### TEXT BLOCK

The thing with failure is that it can only be a stepping stone for success if you’re willing to fail forward. If you’re willing to allow it to show you what your next move should be. To let it teach you.
As it should, my first concern was to know why my piece was rejected. So many writers were getting published on the site, including novices like me. Not to be conceited, I couldn’t see why my name didn’t make it among theirs. But I trusted that there had to be a good reason.
The first time Sheriden Chanel, xoNecole’s Managing editor, and I spoke was via Instagram DM. I’d done my research as to who was more likely to tell me where exactly it’d gone wrong and she pretty much seemed to be that one person I needed. I reached out to her explaining that my recent submission hadn’t been approved and that I deeply wanted to understand why just so I could improve what needed to be. She hit me back a few days later and kindly accepted to grant me some of her time to thoroughly read my work and provide constructive feedback.
When I submitted this story, I didn’t expect the aforementioned ‘details’—the negative book reviews I thought weren’t deserving of my attention—to somehow come crashing back in my face. I thought it was just the Internet doing its thing: being mean and picky for no reason. I didn’t realize that my pen really needed more polishing, perhaps even better ink. Not until I received Sheriden’s notes.
“I think the biggest thing is just that English isn’t your first language. You do a dope job though, don’t get me wrong. It’s just that there are small intricacies that get overlooked with sentence structure and grammar that unfortunately, it’d just be a difficult piece to edit without changing most things.”
I was surprised, though not really, to see that I didn’t master the language as well as I thought I did. At the time, I’d already been practicing English for more than a decade. It even became a daily routine, a lifestyle, during the last couple of years. There wasn’t a thing I was doing that didn’t require me to use it. But as I like to say, the fact that you’ve been practicing something for a long period of time doesn’t mean that you’ve reached the highest level of expertise or that you do it better than a person who just started. I don’t even master my mother tongue, after all.

######
### GIVEN RECORDS

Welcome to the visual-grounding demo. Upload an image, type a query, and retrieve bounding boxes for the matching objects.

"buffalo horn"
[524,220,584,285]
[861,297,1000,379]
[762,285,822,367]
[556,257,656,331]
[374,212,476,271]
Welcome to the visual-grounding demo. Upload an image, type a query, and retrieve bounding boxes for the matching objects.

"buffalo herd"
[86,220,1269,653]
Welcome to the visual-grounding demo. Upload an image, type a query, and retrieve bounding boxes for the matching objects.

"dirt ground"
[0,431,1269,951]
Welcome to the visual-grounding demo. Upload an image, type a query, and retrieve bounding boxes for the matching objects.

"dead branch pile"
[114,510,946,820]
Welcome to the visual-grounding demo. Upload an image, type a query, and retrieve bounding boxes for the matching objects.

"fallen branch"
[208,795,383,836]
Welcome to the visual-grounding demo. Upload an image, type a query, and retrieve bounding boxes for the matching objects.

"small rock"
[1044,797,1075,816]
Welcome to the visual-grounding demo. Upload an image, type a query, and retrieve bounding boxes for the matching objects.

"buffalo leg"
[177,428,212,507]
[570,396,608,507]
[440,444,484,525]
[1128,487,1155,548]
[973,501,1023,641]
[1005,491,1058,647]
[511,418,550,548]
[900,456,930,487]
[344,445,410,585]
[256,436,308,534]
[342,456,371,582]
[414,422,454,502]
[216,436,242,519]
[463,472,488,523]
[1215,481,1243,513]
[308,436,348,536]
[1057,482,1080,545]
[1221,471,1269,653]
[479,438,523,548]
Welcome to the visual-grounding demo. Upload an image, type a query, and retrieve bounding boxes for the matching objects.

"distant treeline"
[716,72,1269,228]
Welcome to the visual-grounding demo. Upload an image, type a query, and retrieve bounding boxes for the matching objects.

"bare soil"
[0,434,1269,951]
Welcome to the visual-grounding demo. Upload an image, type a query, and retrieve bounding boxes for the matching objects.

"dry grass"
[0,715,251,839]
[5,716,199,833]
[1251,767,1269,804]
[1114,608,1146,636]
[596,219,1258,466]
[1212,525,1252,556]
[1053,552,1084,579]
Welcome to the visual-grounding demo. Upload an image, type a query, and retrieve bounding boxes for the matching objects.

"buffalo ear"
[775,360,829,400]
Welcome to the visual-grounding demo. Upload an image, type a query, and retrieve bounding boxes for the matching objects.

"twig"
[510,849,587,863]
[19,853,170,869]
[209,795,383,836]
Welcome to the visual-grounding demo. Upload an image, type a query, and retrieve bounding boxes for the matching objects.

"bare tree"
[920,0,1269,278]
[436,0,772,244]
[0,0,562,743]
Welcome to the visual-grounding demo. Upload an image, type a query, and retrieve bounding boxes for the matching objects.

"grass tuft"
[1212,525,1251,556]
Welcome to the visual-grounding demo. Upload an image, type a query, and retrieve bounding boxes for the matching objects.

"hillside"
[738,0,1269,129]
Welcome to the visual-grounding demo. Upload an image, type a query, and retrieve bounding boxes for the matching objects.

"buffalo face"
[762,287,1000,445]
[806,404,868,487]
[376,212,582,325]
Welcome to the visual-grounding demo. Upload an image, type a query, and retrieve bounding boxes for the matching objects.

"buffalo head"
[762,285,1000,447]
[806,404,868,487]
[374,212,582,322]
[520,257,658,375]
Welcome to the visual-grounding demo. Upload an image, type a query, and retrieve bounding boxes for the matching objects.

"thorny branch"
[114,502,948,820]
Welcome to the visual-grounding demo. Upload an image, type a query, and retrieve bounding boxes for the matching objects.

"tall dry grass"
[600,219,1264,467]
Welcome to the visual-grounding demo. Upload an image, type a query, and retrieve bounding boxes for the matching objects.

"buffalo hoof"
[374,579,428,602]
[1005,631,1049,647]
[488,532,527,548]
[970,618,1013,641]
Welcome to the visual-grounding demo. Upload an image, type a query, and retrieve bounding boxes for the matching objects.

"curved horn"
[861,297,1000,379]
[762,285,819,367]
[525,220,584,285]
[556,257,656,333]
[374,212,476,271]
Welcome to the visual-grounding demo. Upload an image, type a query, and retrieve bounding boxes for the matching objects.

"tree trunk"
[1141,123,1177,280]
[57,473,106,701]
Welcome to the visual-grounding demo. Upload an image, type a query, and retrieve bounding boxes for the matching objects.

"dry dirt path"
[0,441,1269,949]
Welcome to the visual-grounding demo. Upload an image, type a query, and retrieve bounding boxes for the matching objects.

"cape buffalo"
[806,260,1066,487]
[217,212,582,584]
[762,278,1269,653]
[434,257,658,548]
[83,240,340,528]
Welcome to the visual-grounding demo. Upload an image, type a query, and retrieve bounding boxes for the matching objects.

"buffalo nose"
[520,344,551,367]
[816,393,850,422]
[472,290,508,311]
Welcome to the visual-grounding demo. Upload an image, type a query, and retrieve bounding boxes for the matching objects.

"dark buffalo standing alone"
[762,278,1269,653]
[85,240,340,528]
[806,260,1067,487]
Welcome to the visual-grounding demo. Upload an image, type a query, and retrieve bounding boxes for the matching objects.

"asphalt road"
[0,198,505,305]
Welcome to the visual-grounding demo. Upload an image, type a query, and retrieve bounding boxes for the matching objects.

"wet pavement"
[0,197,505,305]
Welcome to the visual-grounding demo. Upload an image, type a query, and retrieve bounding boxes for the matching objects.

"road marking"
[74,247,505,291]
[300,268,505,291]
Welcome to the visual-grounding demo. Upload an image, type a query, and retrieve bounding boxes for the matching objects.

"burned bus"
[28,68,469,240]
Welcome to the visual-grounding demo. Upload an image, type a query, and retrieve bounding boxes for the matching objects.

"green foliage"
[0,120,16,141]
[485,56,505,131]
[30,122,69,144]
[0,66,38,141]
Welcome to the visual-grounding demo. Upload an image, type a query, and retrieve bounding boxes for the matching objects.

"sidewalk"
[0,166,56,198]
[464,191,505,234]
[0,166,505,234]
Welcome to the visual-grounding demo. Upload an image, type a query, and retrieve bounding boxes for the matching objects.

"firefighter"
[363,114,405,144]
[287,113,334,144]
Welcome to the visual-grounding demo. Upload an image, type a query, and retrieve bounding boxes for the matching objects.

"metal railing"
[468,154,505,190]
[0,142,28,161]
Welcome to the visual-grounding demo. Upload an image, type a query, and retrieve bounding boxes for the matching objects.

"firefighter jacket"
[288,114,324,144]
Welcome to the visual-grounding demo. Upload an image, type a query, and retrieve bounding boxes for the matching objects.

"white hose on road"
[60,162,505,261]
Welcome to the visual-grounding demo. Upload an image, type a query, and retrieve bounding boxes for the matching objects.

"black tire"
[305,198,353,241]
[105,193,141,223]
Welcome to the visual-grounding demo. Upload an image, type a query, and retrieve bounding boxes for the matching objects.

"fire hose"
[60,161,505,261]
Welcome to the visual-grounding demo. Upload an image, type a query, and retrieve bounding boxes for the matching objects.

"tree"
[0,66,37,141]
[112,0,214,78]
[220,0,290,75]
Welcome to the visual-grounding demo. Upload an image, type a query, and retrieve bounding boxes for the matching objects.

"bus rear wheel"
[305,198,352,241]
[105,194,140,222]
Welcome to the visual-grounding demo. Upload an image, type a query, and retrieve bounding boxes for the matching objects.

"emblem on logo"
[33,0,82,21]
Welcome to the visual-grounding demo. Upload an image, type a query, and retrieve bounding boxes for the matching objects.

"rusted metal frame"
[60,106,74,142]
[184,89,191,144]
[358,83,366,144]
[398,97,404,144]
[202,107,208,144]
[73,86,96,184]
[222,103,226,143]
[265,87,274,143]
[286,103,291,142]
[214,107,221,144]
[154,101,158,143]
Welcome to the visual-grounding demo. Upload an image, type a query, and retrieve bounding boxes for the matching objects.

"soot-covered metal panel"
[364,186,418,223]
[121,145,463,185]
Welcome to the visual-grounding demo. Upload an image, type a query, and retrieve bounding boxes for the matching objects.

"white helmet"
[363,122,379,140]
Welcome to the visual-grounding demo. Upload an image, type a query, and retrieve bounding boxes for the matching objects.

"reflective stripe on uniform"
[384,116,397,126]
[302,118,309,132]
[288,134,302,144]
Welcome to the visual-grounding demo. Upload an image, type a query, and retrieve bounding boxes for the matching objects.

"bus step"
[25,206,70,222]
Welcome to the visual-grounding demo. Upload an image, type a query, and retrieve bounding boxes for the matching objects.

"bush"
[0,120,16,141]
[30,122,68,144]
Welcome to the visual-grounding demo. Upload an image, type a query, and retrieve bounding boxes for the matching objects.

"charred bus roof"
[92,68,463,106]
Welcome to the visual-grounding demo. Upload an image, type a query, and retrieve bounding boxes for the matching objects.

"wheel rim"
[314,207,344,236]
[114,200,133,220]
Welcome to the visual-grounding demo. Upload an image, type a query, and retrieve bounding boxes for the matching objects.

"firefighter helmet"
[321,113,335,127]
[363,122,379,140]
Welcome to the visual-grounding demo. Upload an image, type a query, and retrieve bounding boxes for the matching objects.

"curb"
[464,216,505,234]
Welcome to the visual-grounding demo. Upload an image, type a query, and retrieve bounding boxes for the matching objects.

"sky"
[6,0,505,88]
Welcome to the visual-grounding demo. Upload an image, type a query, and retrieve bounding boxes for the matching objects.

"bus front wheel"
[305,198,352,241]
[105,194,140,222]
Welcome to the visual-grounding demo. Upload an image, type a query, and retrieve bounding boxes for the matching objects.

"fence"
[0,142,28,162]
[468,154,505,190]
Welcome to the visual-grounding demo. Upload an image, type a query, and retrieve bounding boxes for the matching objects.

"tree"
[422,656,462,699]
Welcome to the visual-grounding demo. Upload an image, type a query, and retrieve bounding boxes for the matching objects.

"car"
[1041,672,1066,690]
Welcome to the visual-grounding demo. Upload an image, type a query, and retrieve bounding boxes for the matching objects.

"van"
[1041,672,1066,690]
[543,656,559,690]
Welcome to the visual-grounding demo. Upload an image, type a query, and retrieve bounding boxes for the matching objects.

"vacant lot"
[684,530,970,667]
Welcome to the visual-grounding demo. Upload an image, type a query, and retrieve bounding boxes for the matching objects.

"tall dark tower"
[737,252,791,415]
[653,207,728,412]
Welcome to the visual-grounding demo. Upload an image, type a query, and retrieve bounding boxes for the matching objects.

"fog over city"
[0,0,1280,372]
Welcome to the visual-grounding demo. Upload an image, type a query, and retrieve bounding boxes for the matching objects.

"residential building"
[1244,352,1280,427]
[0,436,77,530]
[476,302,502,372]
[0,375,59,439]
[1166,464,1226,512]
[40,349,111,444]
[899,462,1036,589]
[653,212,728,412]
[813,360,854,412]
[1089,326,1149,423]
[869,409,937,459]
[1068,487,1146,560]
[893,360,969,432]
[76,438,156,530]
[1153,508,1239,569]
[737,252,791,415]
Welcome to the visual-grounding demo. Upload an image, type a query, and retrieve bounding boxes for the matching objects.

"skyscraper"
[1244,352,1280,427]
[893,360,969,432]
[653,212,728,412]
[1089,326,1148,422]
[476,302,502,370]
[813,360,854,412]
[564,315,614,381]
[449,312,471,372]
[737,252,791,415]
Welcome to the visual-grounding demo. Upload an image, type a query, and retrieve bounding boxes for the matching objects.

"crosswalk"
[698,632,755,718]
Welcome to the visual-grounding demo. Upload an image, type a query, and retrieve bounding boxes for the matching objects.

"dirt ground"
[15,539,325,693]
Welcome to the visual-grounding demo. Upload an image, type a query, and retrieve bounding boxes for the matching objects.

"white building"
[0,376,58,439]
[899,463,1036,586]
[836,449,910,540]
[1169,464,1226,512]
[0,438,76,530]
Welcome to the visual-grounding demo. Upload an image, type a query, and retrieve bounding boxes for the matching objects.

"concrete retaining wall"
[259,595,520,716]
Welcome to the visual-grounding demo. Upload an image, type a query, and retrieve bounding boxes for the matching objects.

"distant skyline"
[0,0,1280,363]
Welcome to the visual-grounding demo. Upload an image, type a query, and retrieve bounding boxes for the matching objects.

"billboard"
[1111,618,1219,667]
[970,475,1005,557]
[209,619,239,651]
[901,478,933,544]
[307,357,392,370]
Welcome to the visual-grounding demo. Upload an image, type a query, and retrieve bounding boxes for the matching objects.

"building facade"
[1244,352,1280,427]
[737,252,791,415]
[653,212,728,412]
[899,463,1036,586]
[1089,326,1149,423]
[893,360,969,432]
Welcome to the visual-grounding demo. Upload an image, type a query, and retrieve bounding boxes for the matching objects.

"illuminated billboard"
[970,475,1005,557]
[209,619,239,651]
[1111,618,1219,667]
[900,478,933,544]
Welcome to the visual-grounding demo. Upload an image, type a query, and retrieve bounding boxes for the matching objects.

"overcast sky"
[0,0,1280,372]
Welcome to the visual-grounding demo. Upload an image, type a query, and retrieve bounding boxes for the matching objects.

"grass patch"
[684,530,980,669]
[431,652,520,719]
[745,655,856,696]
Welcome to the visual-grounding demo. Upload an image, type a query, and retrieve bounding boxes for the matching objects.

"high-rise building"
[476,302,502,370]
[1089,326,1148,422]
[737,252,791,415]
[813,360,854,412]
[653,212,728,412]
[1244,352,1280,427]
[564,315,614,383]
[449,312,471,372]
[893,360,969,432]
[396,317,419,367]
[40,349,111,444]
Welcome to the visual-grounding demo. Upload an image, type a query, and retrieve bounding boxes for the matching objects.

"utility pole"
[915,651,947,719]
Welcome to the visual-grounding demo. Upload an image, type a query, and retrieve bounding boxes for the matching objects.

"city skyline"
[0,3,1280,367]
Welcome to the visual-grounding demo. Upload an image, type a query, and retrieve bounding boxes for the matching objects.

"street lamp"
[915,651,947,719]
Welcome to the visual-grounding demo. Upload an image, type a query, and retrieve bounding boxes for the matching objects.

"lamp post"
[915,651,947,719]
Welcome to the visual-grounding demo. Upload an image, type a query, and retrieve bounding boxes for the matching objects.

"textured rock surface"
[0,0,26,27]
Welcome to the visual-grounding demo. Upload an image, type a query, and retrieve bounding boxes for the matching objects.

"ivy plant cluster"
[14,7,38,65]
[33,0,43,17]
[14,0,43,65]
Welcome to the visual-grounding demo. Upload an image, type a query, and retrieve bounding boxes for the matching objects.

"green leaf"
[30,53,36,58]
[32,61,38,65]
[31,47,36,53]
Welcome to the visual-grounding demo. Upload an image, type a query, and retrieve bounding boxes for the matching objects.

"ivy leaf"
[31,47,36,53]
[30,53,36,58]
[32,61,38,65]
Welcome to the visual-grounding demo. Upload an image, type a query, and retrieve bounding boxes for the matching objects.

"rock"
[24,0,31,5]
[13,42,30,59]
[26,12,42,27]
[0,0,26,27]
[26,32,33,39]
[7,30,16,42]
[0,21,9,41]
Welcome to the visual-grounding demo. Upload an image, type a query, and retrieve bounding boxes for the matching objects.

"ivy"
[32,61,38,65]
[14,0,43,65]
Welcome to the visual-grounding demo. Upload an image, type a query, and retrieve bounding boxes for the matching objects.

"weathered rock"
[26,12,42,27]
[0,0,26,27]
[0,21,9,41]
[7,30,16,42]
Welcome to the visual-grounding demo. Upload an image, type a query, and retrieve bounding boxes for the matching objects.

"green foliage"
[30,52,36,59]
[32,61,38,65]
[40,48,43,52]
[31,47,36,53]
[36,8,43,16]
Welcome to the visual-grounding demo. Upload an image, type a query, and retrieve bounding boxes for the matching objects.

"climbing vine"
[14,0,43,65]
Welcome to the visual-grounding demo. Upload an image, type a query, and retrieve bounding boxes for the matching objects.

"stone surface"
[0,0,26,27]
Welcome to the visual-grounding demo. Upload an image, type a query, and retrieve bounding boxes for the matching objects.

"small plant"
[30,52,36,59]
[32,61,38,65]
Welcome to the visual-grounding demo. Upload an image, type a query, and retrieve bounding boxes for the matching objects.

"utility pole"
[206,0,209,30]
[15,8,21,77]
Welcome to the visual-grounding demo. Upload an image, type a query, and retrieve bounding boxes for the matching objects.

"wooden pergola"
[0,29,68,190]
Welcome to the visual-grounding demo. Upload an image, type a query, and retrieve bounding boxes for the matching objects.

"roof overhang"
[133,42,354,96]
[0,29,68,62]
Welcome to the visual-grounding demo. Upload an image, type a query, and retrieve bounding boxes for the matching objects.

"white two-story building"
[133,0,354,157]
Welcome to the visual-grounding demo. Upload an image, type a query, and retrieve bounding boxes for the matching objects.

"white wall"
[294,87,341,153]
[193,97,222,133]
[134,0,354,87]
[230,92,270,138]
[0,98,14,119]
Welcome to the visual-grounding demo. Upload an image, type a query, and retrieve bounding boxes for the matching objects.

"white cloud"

######

▸ GOALS:
a: Reproduce the passage of the rejected-submission essay from "The thing with" to "it teach you.".
b: How many lines of the listing contain the string "wheel"? Reply with the number alone.

▸ ANSWERS IN ORDER:
a:
The thing with failure is that it can only be a stepping stone for success if you’re willing to fail forward. If you’re willing to allow it to show you what your next move should be. To let it teach you.

b: 3